Untersuchter Text =>
+===+

Beispiele für außergewöhnliche psychische Leistungen der Menschen gibt es immer wieder. Wir nennen sie nur außergewöhnlich, weil sie sich so aus der dahinvegetierenden Masse hervor heben, doch in Wirklichkeit haben wir noch nie ernsthaft darüber nach gedacht, ob diese Menschen nicht vielleicht einfach nur das Beste aus sich heraus geholt haben und ob wir dies alle ebenso können da in jedem Menschen ein gleiches Grundpotential enthalten sein muß.
Der Selbstmörder ist an seinem absoluten Nullpunkt angekommen.
Gilb ich weiß selber, wie sich dieser "Punkt" anfühlt.

+===+

(Daten zu Referenzausdrücken)
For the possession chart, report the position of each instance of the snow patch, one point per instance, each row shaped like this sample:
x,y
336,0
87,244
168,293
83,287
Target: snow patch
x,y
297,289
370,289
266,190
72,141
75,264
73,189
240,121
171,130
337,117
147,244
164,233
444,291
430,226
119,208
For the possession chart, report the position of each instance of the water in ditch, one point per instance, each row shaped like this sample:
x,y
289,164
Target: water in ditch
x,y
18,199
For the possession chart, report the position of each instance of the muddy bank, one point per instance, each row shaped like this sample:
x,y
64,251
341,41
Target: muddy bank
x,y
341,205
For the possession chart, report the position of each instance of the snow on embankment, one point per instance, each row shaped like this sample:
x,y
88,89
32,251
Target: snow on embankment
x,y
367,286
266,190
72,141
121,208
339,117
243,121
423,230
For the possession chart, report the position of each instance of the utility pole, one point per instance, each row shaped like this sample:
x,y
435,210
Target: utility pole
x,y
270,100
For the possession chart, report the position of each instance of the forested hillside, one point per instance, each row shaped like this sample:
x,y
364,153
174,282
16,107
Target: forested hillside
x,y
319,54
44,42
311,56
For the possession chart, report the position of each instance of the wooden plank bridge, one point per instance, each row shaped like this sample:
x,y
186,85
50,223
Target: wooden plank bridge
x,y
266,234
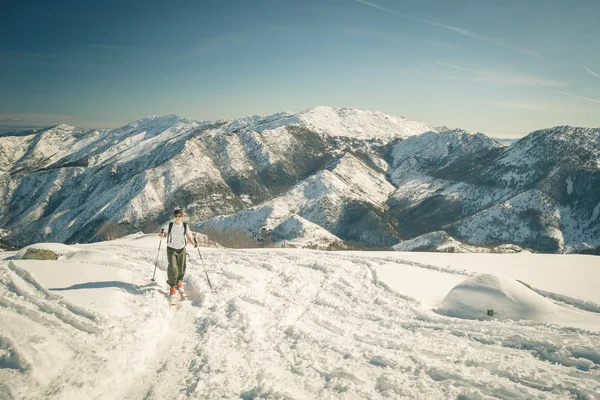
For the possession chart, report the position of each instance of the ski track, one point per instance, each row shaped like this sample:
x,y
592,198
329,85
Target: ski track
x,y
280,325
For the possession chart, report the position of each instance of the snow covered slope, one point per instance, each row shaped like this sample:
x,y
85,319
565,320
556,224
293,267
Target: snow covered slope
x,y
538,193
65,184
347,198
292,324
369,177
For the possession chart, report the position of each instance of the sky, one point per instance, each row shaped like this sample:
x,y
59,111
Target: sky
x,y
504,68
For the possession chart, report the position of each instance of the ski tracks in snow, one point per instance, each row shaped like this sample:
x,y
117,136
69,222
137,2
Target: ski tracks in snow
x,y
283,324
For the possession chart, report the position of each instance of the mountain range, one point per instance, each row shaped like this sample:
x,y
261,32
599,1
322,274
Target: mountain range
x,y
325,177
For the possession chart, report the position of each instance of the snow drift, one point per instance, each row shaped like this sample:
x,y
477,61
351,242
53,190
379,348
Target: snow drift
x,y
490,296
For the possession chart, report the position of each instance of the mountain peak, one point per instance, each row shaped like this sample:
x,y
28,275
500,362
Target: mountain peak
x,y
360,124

+===+

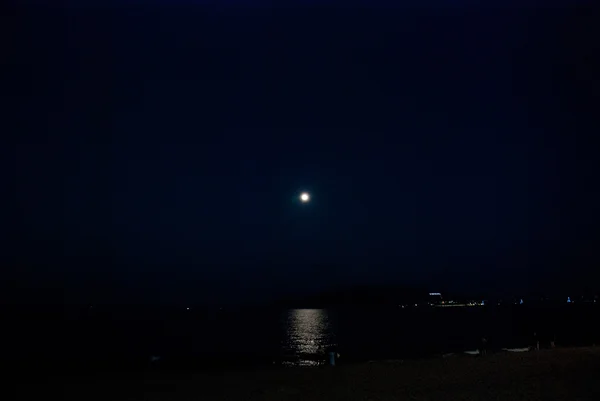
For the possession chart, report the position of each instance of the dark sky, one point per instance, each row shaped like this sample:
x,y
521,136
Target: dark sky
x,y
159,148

+===+

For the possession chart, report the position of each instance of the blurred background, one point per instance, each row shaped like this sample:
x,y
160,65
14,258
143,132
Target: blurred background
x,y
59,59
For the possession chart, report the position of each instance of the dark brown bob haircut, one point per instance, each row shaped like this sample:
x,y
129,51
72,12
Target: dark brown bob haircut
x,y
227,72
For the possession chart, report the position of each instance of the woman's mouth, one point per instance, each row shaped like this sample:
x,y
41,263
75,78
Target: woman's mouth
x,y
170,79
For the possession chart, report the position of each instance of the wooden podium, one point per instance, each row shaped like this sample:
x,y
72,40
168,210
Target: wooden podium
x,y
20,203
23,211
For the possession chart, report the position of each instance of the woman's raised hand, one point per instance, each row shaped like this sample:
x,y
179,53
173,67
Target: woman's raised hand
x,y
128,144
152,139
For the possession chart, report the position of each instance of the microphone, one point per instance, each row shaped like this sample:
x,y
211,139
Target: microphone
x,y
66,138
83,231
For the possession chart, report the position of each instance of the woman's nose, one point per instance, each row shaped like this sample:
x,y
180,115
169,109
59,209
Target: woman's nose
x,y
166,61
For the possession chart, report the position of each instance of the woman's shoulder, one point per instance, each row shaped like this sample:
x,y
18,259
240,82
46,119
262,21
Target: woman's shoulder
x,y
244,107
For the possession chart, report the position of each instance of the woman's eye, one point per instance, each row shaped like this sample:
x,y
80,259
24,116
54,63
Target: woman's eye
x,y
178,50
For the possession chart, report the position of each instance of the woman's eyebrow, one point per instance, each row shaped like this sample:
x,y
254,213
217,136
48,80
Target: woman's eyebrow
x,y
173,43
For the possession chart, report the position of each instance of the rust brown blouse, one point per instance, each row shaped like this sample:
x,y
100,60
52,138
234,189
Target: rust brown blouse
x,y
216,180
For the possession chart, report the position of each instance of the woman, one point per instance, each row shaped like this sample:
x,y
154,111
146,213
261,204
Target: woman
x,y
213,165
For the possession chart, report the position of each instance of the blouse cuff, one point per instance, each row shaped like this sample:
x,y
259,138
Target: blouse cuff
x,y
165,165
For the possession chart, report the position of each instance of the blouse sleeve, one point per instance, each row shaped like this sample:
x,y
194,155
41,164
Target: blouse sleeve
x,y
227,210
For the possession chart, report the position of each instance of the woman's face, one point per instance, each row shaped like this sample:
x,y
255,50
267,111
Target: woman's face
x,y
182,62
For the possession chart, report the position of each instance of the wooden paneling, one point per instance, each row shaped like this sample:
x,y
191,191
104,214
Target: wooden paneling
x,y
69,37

+===+

Aufgaben =>
A) Übersetze den Satz „Der Selbstmörder ist an seinem absoluten Nullpunkt angekommen.“ aus dem untersuchten Text ins Englische.
B) Zitiere aus dem untersuchten Text alles von „Beispiele für außergewöhnliche“ bis hinunter zu „enthalten sein muß.“.
Die Datensätze braucht man hier nicht.

Ergebnisse =>
A) The suicidal person has arrived at their absolute zero point.

B)
Beispiele für außergewöhnliche psychische Leistungen der Menschen gibt es immer wieder. Wir nennen sie nur außergewöhnlich, weil sie sich so aus der dahinvegetierenden Masse hervor heben, doch in Wirklichkeit haben wir noch nie ernsthaft darüber nach gedacht, ob diese Menschen nicht vielleicht einfach nur das Beste aus sich heraus geholt haben und ob wir dies alle ebenso können da in jedem Menschen ein gleiches Grundpotential enthalten sein muß.